_Assigned task_:
Where a line below contains "leaf", count it. Reply with the total only.

* * * * * * *

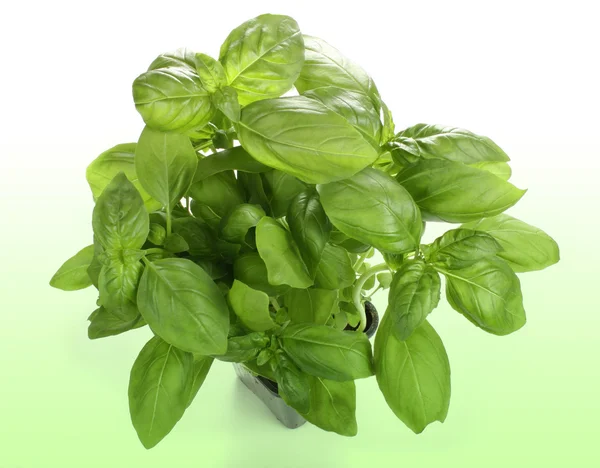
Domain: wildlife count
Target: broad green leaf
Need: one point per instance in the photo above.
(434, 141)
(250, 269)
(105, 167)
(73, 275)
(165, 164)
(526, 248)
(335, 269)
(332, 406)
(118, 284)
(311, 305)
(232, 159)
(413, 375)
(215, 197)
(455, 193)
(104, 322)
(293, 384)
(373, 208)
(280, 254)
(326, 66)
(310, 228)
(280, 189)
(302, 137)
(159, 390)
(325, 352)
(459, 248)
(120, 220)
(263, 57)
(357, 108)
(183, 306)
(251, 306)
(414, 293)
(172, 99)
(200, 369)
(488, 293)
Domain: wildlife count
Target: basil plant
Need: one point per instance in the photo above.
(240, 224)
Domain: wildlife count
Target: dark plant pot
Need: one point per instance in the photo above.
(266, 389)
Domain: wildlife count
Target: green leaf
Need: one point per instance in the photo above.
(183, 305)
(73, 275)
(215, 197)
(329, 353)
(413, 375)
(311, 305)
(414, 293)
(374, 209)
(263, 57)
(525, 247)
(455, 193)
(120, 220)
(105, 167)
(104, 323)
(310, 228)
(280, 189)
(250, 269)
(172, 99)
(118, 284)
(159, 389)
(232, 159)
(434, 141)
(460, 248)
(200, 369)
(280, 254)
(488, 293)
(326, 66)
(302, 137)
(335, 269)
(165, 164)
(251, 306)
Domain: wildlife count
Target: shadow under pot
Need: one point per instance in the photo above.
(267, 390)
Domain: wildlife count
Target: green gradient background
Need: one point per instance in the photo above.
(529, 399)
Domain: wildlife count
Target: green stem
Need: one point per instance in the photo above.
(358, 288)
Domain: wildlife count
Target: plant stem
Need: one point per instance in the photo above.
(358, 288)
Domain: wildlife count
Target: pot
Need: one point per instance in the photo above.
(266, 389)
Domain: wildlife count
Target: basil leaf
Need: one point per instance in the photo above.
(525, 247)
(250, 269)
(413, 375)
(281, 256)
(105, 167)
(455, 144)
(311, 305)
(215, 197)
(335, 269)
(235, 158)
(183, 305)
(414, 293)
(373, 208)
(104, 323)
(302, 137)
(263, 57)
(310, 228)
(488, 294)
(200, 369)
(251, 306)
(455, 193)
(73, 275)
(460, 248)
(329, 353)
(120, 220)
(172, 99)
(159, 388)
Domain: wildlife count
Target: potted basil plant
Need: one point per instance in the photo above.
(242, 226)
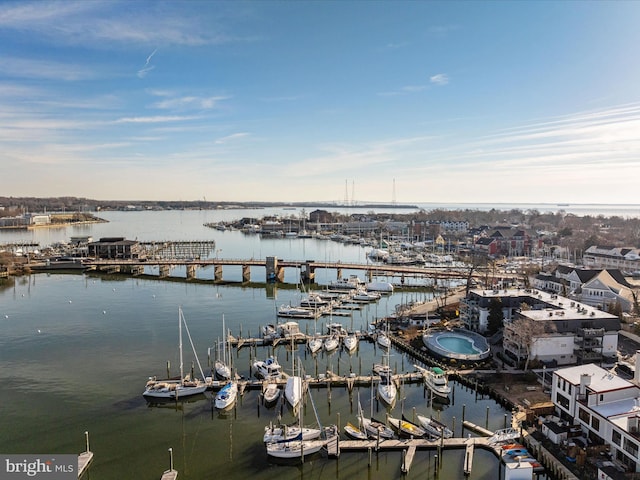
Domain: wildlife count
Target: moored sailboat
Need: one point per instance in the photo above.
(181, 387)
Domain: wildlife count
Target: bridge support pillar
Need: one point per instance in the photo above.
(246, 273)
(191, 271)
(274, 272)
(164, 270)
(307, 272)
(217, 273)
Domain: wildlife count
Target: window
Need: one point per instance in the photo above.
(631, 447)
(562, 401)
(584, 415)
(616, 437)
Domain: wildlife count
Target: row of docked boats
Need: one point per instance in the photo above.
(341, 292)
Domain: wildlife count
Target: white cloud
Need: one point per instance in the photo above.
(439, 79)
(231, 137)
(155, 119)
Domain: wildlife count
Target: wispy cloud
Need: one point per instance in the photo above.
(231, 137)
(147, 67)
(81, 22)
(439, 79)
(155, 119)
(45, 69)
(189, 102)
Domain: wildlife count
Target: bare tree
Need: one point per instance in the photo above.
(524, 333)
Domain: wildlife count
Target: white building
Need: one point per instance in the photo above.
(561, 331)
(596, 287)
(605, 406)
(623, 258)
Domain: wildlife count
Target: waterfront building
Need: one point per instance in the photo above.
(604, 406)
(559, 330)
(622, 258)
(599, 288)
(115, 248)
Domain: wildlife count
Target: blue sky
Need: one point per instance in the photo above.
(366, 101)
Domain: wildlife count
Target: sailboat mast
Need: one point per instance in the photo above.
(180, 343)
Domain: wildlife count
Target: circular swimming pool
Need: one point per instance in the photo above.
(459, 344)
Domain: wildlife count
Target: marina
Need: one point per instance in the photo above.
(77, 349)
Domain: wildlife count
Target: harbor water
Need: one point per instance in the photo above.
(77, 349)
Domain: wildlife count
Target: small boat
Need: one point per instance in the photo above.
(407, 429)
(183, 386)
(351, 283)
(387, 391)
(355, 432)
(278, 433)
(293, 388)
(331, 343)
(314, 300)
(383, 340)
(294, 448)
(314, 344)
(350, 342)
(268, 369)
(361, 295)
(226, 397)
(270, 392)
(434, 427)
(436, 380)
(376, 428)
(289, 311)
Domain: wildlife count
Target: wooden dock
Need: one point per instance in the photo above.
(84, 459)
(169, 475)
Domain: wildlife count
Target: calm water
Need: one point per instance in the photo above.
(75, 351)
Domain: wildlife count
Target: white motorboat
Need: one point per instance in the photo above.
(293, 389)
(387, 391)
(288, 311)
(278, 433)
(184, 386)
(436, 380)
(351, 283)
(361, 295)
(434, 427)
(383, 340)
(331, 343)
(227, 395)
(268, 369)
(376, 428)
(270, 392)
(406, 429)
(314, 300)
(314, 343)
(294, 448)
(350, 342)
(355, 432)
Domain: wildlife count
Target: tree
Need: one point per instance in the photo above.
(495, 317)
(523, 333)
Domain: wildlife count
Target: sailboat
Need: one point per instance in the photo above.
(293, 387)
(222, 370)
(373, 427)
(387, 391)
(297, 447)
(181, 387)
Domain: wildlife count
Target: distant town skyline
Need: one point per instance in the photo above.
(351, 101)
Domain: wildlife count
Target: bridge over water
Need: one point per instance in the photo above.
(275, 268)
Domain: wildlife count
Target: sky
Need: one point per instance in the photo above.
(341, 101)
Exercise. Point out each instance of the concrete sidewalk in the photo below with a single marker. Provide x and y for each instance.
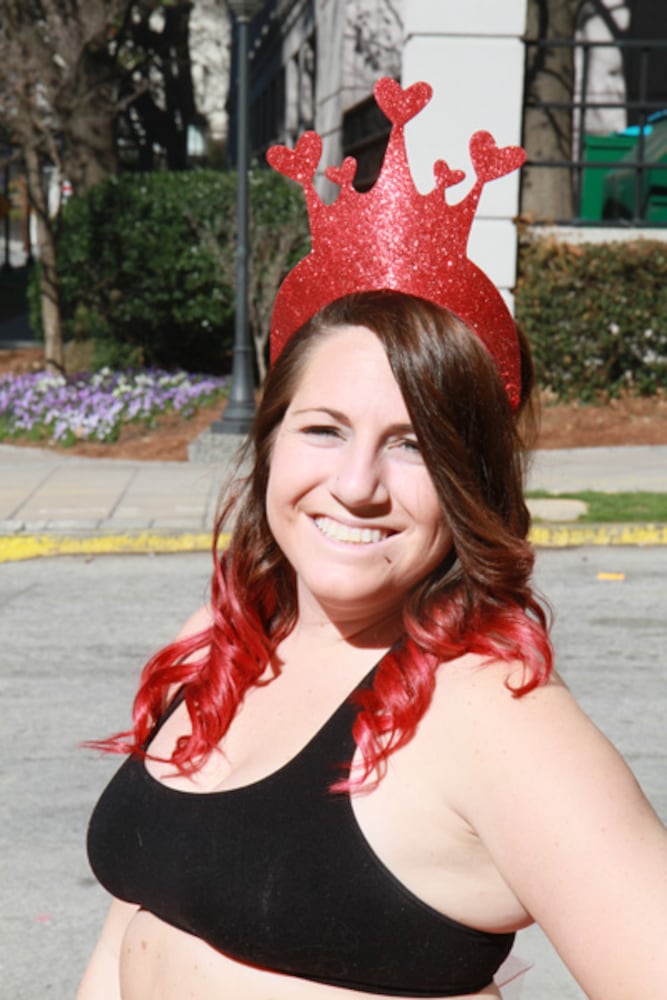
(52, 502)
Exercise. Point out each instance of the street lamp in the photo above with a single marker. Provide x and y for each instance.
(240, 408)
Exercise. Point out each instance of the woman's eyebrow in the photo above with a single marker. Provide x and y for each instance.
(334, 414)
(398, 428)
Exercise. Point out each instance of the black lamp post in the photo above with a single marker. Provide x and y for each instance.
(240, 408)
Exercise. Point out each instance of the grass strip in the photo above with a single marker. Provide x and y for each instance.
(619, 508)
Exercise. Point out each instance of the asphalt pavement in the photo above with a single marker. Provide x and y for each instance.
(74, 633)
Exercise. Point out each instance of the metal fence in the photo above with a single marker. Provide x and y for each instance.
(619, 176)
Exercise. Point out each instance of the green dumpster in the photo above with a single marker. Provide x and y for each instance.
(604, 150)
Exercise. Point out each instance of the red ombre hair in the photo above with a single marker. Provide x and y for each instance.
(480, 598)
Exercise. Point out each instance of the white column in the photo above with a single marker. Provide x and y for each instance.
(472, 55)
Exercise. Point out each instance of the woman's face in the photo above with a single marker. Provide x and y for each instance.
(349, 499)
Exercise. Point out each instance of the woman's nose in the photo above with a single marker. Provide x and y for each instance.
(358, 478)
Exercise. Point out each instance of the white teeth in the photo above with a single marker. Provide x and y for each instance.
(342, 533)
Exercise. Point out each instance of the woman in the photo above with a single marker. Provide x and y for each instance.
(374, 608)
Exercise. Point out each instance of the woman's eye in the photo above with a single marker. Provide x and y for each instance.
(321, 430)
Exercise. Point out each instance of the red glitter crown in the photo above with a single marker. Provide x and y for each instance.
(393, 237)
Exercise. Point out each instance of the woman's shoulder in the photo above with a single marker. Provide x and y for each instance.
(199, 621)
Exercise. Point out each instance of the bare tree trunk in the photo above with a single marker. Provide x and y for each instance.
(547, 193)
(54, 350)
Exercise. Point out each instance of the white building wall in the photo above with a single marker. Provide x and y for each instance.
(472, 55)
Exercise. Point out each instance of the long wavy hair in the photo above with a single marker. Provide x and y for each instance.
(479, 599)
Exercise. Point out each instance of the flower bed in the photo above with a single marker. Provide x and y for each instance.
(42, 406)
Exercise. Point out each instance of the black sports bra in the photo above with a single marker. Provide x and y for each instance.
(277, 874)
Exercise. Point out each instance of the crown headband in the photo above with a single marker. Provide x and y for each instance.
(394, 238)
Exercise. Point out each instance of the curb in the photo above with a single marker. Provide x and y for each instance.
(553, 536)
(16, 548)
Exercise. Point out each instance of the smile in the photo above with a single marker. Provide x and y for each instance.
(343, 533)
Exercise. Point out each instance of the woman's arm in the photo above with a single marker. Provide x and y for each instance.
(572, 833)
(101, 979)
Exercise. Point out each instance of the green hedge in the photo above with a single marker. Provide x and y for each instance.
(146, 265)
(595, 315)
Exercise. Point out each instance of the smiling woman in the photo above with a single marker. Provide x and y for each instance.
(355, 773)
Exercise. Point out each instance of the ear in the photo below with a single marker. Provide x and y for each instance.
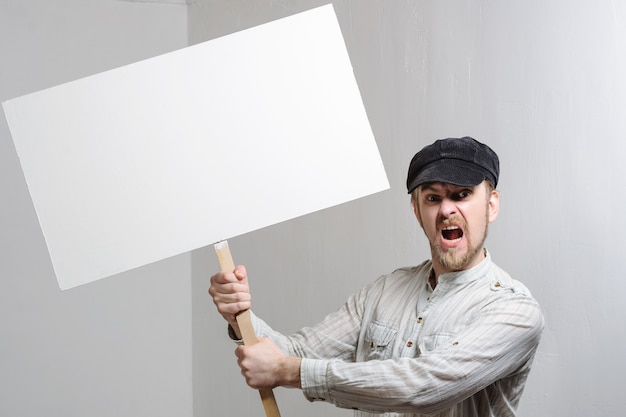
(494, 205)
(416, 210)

* * * * * * *

_Task result_:
3